→ **What to do**:
Looking at the records below, count how many lines contain the string "short". Give that number alone.

Referring expression data
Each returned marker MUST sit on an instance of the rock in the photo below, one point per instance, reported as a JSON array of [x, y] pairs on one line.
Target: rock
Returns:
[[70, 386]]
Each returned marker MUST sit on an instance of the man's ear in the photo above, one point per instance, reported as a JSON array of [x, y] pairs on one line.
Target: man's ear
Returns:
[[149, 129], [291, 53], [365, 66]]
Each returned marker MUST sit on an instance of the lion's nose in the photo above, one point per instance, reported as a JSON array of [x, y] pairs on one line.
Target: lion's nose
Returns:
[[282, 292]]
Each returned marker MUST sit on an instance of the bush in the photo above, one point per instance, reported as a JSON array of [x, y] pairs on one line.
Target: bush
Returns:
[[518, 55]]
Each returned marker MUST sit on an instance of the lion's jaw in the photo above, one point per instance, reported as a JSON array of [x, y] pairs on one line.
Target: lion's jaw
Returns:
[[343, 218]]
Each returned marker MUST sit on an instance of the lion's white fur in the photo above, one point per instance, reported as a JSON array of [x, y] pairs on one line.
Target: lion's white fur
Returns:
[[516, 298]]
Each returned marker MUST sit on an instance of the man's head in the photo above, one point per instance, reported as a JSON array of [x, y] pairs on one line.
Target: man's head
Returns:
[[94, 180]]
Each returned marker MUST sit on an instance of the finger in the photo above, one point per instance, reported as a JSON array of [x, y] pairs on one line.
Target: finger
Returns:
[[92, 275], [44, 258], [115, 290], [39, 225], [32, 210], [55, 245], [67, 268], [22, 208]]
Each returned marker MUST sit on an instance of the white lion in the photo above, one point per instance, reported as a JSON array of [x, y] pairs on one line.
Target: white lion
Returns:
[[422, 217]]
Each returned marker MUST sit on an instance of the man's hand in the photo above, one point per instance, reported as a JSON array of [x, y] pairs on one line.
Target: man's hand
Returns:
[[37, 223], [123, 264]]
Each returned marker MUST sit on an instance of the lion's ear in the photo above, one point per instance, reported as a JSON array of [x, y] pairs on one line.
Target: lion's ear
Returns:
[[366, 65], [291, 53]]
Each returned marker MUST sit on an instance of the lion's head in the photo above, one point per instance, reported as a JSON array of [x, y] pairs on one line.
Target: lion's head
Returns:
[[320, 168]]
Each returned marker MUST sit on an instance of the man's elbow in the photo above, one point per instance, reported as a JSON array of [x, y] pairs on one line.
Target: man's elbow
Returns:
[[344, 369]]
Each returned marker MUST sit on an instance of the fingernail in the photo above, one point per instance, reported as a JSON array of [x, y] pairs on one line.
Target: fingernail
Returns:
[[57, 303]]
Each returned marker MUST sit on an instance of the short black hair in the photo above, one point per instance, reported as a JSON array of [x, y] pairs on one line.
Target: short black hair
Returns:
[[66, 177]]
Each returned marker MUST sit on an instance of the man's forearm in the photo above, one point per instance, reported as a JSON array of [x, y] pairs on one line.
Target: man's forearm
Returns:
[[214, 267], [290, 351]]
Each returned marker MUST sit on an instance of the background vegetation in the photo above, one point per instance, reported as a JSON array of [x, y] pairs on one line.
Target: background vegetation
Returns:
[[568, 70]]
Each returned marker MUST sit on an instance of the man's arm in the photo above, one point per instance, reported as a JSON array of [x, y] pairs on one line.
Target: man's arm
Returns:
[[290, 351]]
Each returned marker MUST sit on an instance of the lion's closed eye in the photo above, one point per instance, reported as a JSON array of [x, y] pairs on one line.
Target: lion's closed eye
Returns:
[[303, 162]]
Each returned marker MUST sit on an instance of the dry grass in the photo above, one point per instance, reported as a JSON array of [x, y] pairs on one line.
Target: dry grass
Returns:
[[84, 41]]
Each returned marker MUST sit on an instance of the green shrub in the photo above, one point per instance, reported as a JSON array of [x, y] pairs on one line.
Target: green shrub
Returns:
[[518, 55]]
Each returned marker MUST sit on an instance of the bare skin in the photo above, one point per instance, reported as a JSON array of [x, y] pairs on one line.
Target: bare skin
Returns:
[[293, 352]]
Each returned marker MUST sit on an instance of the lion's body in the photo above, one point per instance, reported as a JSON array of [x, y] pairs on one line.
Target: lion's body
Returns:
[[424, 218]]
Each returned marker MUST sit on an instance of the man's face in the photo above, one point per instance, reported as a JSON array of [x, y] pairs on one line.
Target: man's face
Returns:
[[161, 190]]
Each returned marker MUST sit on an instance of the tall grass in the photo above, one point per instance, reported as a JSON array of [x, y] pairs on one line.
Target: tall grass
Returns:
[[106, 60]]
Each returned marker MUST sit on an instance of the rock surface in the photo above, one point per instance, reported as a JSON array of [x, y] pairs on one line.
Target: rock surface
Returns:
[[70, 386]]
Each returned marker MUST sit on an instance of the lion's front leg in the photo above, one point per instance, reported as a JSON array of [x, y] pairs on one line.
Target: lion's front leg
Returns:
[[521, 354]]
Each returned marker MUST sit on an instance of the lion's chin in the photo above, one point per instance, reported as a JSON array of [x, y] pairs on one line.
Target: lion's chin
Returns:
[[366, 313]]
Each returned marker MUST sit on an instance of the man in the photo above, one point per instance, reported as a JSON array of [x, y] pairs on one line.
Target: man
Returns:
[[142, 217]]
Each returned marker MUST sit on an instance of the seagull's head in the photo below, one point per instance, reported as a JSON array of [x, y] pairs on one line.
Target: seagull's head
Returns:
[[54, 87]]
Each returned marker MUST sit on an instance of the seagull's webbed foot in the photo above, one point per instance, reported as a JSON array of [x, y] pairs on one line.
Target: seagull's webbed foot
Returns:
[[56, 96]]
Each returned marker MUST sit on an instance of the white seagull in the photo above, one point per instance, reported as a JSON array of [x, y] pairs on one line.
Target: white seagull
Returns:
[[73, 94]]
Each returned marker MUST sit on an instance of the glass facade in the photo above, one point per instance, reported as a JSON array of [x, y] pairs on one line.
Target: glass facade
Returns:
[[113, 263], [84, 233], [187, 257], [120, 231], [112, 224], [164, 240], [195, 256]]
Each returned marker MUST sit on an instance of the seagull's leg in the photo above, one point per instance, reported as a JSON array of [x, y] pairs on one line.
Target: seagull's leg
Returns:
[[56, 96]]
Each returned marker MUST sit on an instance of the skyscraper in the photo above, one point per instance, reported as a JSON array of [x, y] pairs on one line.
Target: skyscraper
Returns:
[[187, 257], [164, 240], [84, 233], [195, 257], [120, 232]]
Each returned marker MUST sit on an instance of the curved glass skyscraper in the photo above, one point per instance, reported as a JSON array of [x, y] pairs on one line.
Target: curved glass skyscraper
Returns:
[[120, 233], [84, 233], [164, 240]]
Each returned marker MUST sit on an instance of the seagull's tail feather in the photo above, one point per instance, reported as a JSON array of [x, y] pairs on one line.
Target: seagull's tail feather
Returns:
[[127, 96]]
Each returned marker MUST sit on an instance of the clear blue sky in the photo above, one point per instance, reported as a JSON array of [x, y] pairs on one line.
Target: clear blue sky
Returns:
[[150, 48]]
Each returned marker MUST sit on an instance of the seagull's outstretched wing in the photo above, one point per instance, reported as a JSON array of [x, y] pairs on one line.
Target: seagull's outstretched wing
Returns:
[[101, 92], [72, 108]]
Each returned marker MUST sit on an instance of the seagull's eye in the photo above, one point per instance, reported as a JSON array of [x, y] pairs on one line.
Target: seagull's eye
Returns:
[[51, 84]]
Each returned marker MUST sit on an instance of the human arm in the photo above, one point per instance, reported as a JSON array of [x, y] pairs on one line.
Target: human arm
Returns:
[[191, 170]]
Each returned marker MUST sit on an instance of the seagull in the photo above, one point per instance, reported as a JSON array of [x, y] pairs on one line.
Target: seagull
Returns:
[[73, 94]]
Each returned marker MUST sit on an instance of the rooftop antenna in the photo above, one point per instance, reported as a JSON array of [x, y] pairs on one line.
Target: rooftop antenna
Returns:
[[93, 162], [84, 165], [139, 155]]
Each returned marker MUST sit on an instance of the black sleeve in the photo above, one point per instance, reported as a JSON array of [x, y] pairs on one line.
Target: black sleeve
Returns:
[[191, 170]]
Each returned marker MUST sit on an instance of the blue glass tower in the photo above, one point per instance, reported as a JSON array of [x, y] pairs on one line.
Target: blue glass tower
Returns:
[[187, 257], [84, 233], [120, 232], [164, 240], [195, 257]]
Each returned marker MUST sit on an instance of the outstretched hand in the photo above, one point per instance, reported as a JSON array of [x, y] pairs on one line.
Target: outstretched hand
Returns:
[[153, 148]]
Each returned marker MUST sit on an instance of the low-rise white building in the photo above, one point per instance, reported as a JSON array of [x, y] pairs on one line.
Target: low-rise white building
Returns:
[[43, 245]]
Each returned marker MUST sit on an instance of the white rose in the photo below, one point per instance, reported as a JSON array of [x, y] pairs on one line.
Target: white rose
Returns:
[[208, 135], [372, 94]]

→ **Response area**:
2